=== Given text ===
Shortage of HPV anti-cancer drug Gardasil in Hong Kong prompts protest outside Merck offices in Causeway Bay
Group of women call on US company to increase supply of cancer drug but firm says local clinics have been treating too many patients
After months of unhappiness over a shortage of the HPV vaccine Gardasil 9 in Hong Kong, a group of women took their protests to the offices of the drug’s maker in Causeway Bay on Friday.
Wearing face masks and carrying two large banners, about 20 protesters, most of whom were from the mainland, arrived at the office of US drug company Merck, which is known as MSD outside America, to urge the firm to increase its supply of the human papillomavirus vaccine.
However, MSD said it had warned the city’s clinics about eight months ago that there was a supply issue, after a disruption in the production line. Gardasil 9 treatment can prevent cervical and other cancers.
The makers said that despite a course of treatment requiring three injections, some clinics had not been stockpiling the drug, instead taking on extra patients and giving more women just one or two jabs.
===
**Exercise requirements**
(a) Reproduce a passage of the Gardasil article word for word, beginning at the words "However, MSD said" and stopping after "or two jabs.".
(b) Answer these questions from the Gardasil article:
(i) About how many protesters arrived at the drug company's office?
(ii) In which district are the offices of the drug's maker?
(iii) How many injections does a course of Gardasil 9 treatment require?
These items have no connection to the Gardasil article.
=== Data shown ===
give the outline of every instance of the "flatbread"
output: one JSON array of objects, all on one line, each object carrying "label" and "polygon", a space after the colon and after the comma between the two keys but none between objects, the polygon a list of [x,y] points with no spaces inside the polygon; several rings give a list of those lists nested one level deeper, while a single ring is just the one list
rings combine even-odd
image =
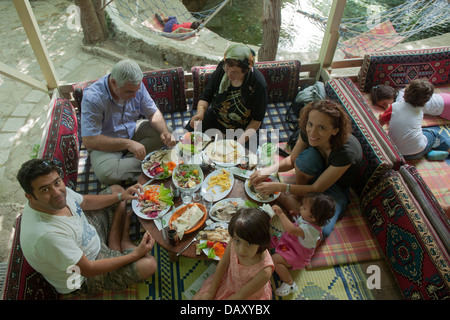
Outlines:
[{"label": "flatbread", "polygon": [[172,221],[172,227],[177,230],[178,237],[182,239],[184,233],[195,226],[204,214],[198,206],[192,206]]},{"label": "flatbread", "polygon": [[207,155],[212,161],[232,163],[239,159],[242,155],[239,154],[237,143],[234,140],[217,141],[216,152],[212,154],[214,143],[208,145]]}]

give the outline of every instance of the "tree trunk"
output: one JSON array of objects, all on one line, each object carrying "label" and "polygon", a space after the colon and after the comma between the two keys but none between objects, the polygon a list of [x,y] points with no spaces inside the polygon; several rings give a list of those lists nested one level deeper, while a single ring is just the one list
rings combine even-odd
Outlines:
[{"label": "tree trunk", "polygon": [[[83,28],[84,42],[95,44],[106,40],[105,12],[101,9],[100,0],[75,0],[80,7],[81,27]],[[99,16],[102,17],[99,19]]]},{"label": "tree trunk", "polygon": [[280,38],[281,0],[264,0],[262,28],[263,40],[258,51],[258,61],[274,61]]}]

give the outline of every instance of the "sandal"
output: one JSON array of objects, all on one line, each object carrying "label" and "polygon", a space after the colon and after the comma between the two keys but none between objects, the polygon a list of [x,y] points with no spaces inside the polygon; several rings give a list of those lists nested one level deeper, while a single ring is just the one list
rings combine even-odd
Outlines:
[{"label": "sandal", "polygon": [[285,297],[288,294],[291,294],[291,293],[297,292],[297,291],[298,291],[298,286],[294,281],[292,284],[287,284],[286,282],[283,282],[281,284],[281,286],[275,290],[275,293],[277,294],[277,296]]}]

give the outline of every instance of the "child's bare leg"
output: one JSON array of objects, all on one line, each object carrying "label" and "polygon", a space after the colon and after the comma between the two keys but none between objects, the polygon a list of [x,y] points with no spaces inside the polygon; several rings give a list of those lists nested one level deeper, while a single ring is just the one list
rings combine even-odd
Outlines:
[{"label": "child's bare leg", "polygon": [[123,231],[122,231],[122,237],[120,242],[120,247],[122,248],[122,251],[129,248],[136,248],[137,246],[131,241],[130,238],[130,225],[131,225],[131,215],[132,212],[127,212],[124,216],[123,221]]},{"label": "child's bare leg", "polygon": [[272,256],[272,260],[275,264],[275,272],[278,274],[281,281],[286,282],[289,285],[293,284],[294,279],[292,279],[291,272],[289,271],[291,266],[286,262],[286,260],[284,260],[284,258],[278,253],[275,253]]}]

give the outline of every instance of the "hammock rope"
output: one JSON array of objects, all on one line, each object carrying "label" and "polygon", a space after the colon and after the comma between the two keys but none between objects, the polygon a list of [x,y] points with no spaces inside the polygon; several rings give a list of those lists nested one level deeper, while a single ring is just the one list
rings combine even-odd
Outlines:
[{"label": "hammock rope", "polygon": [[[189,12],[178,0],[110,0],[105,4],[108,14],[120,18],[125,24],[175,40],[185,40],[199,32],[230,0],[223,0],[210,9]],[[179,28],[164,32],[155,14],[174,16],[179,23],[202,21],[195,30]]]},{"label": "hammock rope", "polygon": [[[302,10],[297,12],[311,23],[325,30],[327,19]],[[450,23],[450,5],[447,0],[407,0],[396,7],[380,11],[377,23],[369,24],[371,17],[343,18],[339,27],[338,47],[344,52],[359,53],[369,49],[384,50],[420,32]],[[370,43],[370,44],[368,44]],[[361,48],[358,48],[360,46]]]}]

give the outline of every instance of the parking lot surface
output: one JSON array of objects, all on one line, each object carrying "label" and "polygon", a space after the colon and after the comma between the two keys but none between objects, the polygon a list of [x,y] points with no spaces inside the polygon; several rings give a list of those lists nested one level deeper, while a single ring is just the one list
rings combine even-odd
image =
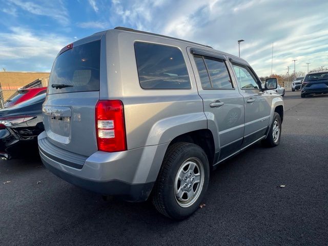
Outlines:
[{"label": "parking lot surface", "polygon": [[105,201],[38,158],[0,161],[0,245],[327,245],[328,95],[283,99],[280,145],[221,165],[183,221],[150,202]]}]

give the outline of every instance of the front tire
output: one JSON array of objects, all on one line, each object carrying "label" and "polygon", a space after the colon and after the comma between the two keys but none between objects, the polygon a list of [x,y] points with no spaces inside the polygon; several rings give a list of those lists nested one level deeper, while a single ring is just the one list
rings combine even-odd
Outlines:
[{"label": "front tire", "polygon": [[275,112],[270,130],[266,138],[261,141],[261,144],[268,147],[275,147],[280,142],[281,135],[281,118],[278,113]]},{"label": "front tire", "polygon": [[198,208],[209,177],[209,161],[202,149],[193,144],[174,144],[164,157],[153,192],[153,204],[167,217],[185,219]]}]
===
**Answer set**
(a)
However, MSD said it had warned the city’s clinics about eight months ago that there was a supply issue, after a disruption in the production line. Gardasil 9 treatment can prevent cervical and other cancers.
The makers said that despite a course of treatment requiring three injections, some clinics had not been stockpiling the drug, instead taking on extra patients and giving more women just one or two jabs.

(b)
(i) About 20.
(ii) Causeway Bay.
(iii) Three.